[Begin EXERCISE INPUT]

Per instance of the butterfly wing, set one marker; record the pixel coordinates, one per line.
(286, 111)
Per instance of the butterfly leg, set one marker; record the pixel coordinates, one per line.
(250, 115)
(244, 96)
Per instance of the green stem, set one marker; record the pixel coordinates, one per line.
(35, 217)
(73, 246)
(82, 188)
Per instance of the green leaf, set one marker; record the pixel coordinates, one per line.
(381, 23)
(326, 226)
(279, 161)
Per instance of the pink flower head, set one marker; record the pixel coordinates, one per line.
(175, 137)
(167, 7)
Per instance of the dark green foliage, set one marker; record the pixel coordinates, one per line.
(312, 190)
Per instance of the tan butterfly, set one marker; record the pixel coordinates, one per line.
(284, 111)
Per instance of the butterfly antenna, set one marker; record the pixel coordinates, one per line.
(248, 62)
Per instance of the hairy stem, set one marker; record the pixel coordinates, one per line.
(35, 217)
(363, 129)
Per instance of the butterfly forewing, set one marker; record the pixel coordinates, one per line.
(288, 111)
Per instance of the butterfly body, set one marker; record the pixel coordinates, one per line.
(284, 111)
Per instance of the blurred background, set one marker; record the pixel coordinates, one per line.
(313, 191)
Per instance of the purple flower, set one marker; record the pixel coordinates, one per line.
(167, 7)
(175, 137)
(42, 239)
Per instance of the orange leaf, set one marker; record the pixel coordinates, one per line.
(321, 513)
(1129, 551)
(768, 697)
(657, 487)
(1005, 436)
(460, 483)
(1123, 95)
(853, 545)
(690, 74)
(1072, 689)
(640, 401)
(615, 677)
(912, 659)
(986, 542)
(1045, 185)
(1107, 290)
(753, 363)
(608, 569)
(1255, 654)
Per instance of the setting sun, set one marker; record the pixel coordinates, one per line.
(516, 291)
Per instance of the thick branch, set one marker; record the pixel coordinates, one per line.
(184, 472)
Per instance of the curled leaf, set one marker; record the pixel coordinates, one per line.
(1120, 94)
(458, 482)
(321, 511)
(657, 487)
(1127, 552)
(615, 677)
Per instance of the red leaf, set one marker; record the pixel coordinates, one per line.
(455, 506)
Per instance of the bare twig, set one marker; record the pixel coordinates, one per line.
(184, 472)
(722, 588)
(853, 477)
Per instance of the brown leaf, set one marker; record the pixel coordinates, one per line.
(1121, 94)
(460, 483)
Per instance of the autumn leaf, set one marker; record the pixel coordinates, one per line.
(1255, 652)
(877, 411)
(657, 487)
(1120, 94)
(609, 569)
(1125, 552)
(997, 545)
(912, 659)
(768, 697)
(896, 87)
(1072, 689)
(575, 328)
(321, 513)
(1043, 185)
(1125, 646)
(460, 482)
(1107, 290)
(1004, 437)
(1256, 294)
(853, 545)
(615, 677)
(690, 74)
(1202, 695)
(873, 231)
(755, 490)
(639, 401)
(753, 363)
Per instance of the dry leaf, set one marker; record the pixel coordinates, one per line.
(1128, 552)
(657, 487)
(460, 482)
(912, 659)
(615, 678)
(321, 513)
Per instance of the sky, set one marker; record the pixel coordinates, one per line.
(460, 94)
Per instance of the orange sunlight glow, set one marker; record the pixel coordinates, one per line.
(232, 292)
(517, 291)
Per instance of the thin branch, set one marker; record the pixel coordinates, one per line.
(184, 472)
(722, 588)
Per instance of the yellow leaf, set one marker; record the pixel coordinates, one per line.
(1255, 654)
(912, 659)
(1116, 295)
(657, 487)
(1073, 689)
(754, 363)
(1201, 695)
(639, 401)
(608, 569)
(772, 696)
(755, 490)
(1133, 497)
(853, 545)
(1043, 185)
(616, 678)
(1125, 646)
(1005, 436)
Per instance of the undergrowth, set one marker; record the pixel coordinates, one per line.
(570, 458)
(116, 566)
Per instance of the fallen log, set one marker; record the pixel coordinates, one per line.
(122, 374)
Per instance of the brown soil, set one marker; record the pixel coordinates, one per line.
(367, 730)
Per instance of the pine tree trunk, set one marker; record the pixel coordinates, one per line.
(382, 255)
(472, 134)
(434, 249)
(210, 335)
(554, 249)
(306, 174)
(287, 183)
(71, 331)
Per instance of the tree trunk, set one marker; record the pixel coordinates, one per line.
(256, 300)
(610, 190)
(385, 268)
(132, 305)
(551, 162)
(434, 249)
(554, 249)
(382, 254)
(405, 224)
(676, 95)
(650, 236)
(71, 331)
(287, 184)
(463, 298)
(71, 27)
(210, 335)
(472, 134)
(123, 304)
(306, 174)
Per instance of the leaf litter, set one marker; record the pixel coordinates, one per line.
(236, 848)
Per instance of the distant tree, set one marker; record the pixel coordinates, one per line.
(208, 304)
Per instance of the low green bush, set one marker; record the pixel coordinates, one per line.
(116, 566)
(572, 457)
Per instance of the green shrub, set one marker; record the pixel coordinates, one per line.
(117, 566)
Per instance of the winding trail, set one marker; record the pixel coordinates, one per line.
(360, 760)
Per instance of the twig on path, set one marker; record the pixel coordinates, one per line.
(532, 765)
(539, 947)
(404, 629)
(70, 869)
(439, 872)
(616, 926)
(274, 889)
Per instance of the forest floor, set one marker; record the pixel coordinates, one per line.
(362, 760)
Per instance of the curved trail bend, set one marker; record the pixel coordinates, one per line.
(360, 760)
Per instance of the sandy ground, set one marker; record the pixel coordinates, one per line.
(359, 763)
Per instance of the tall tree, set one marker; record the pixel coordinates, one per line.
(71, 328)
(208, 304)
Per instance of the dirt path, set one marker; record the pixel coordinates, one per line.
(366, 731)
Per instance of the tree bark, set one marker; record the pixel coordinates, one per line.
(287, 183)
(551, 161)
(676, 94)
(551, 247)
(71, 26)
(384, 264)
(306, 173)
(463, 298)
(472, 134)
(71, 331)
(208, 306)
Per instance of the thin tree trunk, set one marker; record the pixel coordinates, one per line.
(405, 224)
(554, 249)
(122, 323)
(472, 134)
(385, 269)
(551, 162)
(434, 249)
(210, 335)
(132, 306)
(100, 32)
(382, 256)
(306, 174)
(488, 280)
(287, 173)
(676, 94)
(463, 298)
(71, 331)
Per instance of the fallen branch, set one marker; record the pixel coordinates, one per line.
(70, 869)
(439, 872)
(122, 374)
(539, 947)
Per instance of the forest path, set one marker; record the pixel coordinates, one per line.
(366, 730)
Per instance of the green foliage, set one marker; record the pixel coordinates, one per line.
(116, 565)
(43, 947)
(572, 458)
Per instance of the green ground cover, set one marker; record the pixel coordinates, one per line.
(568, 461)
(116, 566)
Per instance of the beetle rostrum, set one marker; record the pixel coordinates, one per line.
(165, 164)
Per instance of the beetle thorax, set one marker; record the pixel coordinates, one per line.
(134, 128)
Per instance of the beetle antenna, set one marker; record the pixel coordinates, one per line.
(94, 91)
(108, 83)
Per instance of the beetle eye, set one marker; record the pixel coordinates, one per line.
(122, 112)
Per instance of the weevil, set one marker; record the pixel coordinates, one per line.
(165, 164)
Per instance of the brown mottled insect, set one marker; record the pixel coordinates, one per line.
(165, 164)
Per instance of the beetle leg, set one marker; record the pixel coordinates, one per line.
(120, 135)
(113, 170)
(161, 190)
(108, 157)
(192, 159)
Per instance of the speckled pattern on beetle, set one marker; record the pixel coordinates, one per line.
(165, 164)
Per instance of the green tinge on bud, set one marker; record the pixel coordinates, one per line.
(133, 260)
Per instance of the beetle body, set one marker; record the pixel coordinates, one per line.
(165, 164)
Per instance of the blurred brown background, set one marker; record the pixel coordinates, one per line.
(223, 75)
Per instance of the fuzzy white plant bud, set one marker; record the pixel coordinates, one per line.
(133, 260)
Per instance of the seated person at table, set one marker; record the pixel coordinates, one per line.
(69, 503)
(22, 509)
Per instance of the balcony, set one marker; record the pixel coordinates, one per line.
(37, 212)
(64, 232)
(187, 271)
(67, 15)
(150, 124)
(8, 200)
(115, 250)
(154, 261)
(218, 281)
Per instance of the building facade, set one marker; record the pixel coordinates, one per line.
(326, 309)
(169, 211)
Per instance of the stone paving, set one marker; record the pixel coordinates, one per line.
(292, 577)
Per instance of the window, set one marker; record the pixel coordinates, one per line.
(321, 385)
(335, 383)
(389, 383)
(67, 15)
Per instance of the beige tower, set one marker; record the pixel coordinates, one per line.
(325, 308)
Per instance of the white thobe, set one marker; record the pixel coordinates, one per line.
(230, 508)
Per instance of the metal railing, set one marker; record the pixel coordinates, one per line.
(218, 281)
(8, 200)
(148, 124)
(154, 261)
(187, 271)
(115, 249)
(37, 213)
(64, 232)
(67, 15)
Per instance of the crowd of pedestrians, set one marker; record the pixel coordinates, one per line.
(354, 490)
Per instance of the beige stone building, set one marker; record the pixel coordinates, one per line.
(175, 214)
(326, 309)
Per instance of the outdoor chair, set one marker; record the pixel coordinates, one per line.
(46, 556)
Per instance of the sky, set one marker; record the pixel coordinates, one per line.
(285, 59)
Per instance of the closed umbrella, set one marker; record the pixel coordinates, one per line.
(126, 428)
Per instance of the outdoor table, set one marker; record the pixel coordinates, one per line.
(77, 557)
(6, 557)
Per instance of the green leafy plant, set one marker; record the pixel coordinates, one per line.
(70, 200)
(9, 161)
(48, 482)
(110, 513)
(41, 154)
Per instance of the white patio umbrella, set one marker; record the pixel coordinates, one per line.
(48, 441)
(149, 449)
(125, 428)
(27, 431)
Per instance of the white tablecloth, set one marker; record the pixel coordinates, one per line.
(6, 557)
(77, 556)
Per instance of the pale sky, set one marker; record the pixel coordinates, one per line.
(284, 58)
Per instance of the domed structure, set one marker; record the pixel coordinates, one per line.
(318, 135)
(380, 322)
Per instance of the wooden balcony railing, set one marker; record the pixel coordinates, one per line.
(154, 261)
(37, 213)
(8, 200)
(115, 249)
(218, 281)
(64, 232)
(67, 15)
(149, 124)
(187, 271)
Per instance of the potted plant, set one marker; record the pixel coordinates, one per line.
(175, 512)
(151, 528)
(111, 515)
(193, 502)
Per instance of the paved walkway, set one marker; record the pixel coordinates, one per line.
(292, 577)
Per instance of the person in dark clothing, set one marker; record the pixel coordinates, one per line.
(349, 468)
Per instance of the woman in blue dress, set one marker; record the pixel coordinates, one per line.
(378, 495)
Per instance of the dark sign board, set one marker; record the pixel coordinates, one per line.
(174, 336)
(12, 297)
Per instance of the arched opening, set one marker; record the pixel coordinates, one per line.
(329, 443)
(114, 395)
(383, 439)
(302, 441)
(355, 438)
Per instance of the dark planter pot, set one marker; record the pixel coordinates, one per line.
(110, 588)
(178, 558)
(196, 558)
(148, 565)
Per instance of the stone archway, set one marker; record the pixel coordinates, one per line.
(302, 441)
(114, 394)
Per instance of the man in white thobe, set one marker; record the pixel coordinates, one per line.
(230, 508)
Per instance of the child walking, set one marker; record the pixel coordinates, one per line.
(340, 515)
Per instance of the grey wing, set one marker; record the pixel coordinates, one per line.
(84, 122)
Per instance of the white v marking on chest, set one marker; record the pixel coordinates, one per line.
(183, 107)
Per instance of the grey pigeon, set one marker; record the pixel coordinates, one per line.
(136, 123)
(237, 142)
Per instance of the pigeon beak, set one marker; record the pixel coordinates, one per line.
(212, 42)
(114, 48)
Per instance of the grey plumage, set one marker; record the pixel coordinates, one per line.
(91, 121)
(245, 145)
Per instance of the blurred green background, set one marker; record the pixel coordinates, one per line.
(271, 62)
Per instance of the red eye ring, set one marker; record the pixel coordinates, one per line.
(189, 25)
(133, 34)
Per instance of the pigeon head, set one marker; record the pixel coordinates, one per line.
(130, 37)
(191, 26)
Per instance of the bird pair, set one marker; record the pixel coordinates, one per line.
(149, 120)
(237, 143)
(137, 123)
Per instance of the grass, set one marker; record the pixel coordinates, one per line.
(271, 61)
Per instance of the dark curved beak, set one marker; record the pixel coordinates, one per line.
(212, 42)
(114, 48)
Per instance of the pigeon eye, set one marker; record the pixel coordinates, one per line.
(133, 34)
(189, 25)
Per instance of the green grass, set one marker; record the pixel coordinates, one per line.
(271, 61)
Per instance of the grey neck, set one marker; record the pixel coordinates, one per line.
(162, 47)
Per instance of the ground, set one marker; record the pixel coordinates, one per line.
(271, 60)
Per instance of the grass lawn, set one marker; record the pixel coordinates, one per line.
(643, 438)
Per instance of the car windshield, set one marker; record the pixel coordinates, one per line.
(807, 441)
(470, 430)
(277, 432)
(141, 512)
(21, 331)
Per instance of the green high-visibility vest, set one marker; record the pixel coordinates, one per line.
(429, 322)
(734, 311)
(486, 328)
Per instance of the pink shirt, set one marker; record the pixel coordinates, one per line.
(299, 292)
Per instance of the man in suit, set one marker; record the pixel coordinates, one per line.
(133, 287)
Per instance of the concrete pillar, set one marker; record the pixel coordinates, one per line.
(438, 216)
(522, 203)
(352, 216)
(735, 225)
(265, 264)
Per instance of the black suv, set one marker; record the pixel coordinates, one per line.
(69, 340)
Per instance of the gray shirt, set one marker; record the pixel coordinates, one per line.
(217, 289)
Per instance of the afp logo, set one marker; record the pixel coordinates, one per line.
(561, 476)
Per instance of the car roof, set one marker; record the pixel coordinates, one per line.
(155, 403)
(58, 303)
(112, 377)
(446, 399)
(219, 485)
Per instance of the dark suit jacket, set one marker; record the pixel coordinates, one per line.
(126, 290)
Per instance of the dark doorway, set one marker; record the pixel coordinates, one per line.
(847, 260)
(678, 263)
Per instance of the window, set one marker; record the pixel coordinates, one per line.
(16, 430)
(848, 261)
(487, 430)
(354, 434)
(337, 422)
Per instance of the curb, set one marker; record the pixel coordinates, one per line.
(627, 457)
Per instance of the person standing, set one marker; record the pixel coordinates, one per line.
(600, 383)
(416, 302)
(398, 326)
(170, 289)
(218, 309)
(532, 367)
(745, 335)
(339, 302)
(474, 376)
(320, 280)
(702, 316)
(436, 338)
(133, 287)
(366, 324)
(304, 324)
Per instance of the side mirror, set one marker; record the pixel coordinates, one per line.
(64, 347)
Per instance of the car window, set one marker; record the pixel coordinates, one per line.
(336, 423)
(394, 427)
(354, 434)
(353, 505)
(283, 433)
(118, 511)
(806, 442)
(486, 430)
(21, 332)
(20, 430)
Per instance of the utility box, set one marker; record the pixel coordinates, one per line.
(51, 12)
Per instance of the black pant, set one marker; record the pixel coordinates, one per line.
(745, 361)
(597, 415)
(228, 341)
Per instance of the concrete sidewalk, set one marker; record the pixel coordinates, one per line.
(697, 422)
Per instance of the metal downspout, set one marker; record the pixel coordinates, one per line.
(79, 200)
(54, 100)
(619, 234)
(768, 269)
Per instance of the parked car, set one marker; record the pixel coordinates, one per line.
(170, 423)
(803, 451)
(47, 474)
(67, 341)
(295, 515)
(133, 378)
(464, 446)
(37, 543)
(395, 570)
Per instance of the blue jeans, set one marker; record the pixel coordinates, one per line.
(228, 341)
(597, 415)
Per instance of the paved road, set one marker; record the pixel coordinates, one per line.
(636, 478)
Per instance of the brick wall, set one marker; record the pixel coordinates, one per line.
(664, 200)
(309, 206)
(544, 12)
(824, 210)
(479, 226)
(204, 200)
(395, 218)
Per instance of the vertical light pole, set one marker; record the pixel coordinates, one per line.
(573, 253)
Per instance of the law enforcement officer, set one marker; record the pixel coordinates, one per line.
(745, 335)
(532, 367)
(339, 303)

[End EXERCISE INPUT]

**WORK TO DO**
Copy the lines from the one containing "Per instance of the side" through the end of the records, both ends included, requests and all. Multiply every marker coordinate by 0.55 and round to the nearest whole number, with halves rounding up.

**SOLVED EXERCISE**
Per instance of the side mirror, set one marker; record the pixel coordinates, one per line.
(35, 191)
Per instance of the car window, set one marker; record the pixel coordinates, one per line.
(185, 233)
(217, 235)
(195, 239)
(194, 278)
(156, 238)
(65, 281)
(443, 243)
(267, 237)
(12, 183)
(11, 237)
Per instance of the utility box, set one marker; record the pixel coordinates, one per line.
(28, 7)
Per instance of the black pant, set one marker; record the pixel coordinates, one per line.
(410, 199)
(328, 228)
(125, 188)
Per instance of the concrete sidewalk, set one marker; record the pixel coordinates, one per line.
(383, 232)
Per instance of the metal downspout, set one marker; record the pixel coordinates, one per line.
(43, 110)
(30, 55)
(340, 129)
(422, 148)
Per instance of the parked car, set one marker; record the pixel coordinates, one per line.
(94, 233)
(442, 248)
(26, 261)
(37, 188)
(162, 283)
(73, 208)
(255, 245)
(20, 299)
(217, 314)
Per instance of the blue jeans, set one marker; record the pixel coordinates, one per line.
(125, 188)
(328, 228)
Per instance of the paved road, set one marker; record the pixel coordinates, one per line.
(350, 263)
Per instance of the brick wall, set one marker; record the pixel coordinates, one per line.
(365, 110)
(170, 113)
(299, 7)
(453, 116)
(263, 124)
(112, 110)
(217, 120)
Per instance of the vertical light pole, set one marker; record the pixel coordinates, one per line.
(315, 139)
Per instance of the law enforcement officer, set one marker; record the pixel coordinates, one per line.
(410, 184)
(293, 202)
(186, 167)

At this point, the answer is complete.